Direction
Pictures are not part of the answer. Return the lines from the one containing "foliage in the photo below. Give pixel coordinates." through the end of the data, both included, exactly as they appear.

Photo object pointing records
--*--
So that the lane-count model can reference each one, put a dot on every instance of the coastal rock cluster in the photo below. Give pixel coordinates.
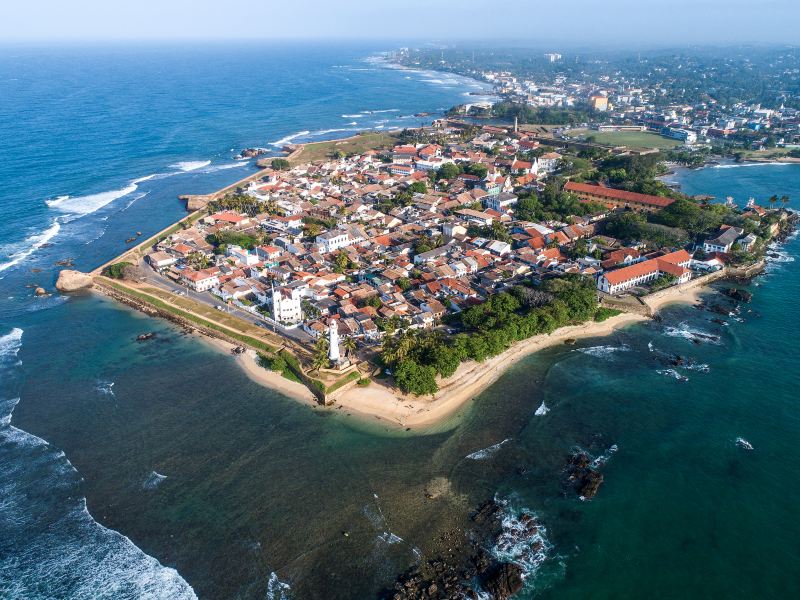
(474, 572)
(582, 476)
(251, 153)
(73, 281)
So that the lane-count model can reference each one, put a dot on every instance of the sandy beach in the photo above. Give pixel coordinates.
(248, 361)
(390, 404)
(382, 402)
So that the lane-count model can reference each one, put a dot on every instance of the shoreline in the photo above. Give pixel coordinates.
(388, 405)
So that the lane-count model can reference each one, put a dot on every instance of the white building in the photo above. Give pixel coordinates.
(286, 306)
(333, 240)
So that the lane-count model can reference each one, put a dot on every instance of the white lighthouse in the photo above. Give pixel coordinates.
(333, 339)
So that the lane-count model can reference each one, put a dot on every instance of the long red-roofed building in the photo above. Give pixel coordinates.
(616, 198)
(619, 280)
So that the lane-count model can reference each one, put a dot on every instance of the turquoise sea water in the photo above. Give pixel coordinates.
(158, 470)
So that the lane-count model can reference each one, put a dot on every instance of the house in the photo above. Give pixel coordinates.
(159, 260)
(547, 163)
(286, 305)
(619, 280)
(333, 240)
(200, 281)
(724, 240)
(501, 202)
(617, 198)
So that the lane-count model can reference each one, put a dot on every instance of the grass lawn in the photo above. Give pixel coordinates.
(632, 139)
(370, 140)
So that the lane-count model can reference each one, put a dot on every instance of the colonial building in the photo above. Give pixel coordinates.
(619, 280)
(286, 305)
(617, 198)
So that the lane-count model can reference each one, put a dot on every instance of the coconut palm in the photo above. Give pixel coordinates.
(349, 345)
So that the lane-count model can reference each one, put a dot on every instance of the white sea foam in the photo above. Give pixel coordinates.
(226, 166)
(153, 480)
(84, 205)
(605, 457)
(683, 330)
(285, 140)
(487, 452)
(190, 165)
(77, 556)
(105, 387)
(673, 374)
(31, 245)
(602, 351)
(742, 165)
(522, 541)
(276, 589)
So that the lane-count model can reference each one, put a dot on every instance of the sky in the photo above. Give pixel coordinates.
(575, 22)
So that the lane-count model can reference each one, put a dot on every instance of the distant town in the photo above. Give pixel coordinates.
(402, 254)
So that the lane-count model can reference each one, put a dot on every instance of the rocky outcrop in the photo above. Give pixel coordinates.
(739, 294)
(582, 475)
(73, 281)
(504, 581)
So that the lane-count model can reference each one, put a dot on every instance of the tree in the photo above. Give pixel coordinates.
(415, 378)
(349, 345)
(321, 349)
(418, 187)
(448, 171)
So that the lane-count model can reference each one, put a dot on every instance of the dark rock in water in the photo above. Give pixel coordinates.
(719, 309)
(739, 294)
(582, 476)
(504, 581)
(590, 483)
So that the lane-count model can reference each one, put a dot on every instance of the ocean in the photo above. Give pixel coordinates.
(124, 474)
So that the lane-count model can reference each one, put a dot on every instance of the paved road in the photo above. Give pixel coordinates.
(165, 284)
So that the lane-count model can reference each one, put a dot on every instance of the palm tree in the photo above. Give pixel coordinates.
(773, 200)
(320, 354)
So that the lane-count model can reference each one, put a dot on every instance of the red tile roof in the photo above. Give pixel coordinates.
(617, 195)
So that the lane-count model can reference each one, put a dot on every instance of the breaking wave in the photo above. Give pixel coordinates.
(285, 140)
(153, 480)
(487, 452)
(33, 243)
(673, 374)
(756, 164)
(190, 165)
(683, 330)
(276, 589)
(84, 205)
(602, 351)
(105, 387)
(522, 541)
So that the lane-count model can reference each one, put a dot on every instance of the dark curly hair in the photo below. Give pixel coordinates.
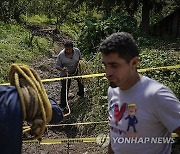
(122, 43)
(68, 44)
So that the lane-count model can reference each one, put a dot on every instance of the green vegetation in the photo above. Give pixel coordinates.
(16, 47)
(88, 23)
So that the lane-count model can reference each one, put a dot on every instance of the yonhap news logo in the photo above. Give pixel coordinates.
(144, 140)
(103, 140)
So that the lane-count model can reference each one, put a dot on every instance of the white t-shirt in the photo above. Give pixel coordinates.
(156, 116)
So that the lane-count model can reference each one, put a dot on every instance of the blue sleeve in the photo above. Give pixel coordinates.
(57, 112)
(10, 121)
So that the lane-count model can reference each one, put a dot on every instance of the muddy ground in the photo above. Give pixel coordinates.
(46, 69)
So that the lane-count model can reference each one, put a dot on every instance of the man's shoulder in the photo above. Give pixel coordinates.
(76, 49)
(62, 52)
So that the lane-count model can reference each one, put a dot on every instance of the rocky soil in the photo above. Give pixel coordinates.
(46, 69)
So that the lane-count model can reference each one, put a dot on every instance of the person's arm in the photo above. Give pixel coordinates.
(177, 131)
(61, 68)
(110, 151)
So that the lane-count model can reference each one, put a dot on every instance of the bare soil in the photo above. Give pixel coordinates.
(46, 69)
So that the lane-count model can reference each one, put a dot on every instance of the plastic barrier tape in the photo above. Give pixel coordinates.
(103, 74)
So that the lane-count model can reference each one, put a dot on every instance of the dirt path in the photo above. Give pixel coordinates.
(46, 69)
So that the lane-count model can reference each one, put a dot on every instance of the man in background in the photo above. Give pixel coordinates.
(67, 63)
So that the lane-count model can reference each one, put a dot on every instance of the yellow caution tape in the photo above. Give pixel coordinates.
(27, 128)
(174, 135)
(70, 140)
(159, 68)
(103, 74)
(63, 140)
(81, 123)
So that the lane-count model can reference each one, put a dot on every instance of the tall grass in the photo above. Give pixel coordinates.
(15, 47)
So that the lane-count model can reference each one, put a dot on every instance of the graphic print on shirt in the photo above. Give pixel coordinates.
(132, 120)
(118, 114)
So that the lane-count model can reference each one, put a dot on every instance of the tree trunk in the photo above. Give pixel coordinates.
(145, 16)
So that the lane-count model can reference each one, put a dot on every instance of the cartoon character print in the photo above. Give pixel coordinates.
(132, 108)
(118, 114)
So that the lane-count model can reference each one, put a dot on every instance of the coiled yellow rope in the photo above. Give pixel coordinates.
(83, 70)
(35, 104)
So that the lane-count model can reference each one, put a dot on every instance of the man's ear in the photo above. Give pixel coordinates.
(134, 62)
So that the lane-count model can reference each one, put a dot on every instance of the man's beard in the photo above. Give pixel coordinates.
(113, 85)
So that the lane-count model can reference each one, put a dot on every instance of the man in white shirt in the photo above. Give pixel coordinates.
(157, 110)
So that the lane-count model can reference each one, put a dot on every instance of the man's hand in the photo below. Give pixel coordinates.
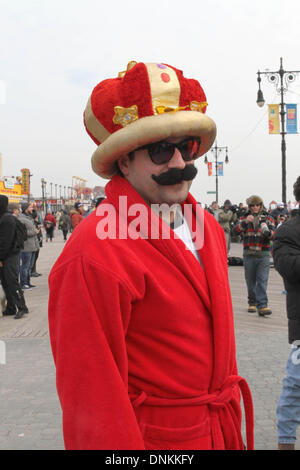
(250, 218)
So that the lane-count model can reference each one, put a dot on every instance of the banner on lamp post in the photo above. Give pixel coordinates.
(291, 118)
(274, 126)
(220, 169)
(25, 181)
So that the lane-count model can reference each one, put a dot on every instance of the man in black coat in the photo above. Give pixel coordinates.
(9, 262)
(286, 254)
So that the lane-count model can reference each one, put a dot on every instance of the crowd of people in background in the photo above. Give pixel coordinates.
(23, 230)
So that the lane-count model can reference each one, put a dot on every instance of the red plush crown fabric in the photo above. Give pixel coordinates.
(144, 91)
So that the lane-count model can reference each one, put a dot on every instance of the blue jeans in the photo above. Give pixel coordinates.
(25, 266)
(257, 276)
(288, 408)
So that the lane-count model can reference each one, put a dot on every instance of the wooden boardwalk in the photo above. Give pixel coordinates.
(36, 323)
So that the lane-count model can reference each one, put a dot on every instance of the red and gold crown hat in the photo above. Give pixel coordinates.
(146, 103)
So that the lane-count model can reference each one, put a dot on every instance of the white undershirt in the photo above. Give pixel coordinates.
(183, 232)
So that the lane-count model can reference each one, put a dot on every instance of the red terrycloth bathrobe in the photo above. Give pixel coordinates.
(143, 338)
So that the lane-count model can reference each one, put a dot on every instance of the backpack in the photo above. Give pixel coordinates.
(20, 235)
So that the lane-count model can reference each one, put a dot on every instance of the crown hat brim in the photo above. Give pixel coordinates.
(152, 129)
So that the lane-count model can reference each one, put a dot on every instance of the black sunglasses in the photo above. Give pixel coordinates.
(162, 152)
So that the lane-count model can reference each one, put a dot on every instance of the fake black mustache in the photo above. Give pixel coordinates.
(176, 175)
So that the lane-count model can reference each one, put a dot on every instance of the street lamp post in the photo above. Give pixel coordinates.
(281, 80)
(216, 151)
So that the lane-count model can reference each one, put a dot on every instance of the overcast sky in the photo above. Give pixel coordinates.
(52, 54)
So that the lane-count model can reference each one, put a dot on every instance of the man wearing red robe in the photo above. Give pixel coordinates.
(140, 310)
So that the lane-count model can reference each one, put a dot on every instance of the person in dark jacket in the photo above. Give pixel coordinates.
(257, 229)
(49, 224)
(286, 254)
(65, 224)
(9, 262)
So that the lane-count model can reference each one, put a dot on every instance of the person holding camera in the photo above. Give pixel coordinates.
(257, 228)
(226, 218)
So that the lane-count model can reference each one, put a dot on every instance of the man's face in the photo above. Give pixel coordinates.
(255, 208)
(140, 169)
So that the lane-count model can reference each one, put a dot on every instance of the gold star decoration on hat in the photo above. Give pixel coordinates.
(125, 116)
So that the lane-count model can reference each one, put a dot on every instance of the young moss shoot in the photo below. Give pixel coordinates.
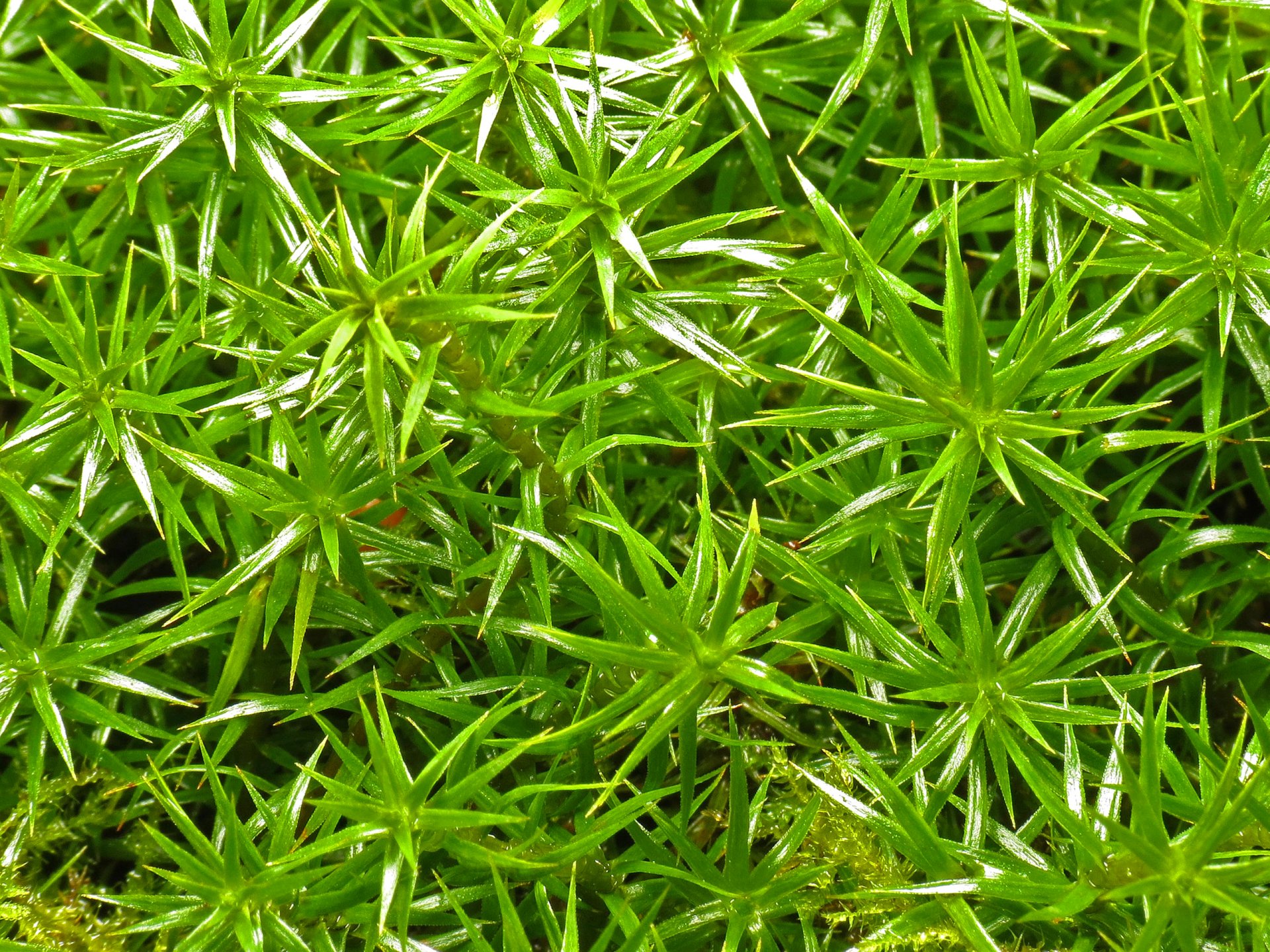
(634, 475)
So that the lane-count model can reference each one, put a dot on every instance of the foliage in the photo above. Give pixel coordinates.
(632, 475)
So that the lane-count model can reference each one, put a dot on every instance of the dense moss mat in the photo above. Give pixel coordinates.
(634, 475)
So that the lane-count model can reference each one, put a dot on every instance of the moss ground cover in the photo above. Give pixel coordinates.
(634, 475)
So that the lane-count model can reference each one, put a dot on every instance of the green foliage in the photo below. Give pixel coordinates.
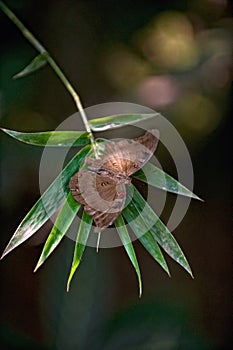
(125, 239)
(60, 227)
(82, 236)
(48, 203)
(51, 138)
(144, 222)
(119, 120)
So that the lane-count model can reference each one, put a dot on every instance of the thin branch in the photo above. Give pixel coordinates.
(30, 37)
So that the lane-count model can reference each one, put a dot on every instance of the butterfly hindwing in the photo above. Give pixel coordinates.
(102, 197)
(101, 187)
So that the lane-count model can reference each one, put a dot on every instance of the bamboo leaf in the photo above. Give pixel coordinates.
(51, 138)
(132, 214)
(159, 231)
(37, 63)
(60, 227)
(154, 176)
(48, 203)
(125, 238)
(118, 120)
(82, 236)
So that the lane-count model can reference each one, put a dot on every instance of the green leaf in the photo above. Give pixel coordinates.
(82, 236)
(48, 203)
(159, 231)
(154, 176)
(119, 120)
(51, 138)
(125, 238)
(60, 227)
(132, 214)
(37, 63)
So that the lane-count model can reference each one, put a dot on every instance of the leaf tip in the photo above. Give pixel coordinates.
(37, 266)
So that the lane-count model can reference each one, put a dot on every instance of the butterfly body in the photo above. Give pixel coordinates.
(101, 187)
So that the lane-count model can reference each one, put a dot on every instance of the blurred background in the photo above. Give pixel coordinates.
(174, 57)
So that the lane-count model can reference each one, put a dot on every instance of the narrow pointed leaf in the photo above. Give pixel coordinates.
(154, 176)
(60, 227)
(133, 216)
(37, 63)
(125, 238)
(80, 245)
(48, 203)
(51, 138)
(159, 231)
(119, 120)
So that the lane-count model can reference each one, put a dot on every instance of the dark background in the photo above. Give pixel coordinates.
(173, 56)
--*--
Finished answer
So that the lane-count model can reference each one, put a dot on every instance of the green foliage in the photo below. Give pixel coordinates.
(125, 239)
(60, 227)
(82, 236)
(48, 203)
(51, 138)
(144, 222)
(119, 120)
So that the lane-count model can reference each one, put a dot on every instance of the thin branch in the photo above. Give pixel coordinates.
(30, 37)
So that the lane-count model can reference each one, put a dot on every instance of the butterfly hindwing in the photo above. Give pixel coordinates.
(102, 197)
(101, 187)
So that the lane-count model can reference each one, put a dot on every instance of the bamboo leaf in the photo above. Give pixel coordinates.
(51, 138)
(132, 214)
(159, 231)
(37, 63)
(60, 227)
(154, 176)
(48, 203)
(125, 238)
(118, 120)
(82, 236)
So that the lane-count model can reference each one, put a dot on every instance of the green leaf in the photo above. Give pixel coordinates.
(82, 236)
(48, 203)
(159, 231)
(154, 176)
(119, 120)
(51, 138)
(125, 238)
(60, 227)
(132, 214)
(37, 63)
So that the lane-count model can reference each one, put a dot on every instance of the leaf tip in the photo above. Give pixel coordinates.
(37, 266)
So that the lane-count model can reference each one, put a dot on every instance of the butterfly body in the photo above. Give pixel coordinates.
(101, 187)
So that the lane-count model can reference each one, put a dot on every instance of the blurred background in the photo above. Give pixel coordinates.
(174, 57)
So that the lane-count model can reference each one, put a dot on every instance of the narrow pointed leaf in the photo above. Give pixel coordinates.
(154, 176)
(60, 227)
(133, 216)
(37, 63)
(125, 238)
(80, 245)
(48, 203)
(51, 138)
(159, 231)
(119, 120)
So that the lane-count model can reference each one, put a dot on every instance of the dark background in the photo above. Give pixel coordinates.
(173, 56)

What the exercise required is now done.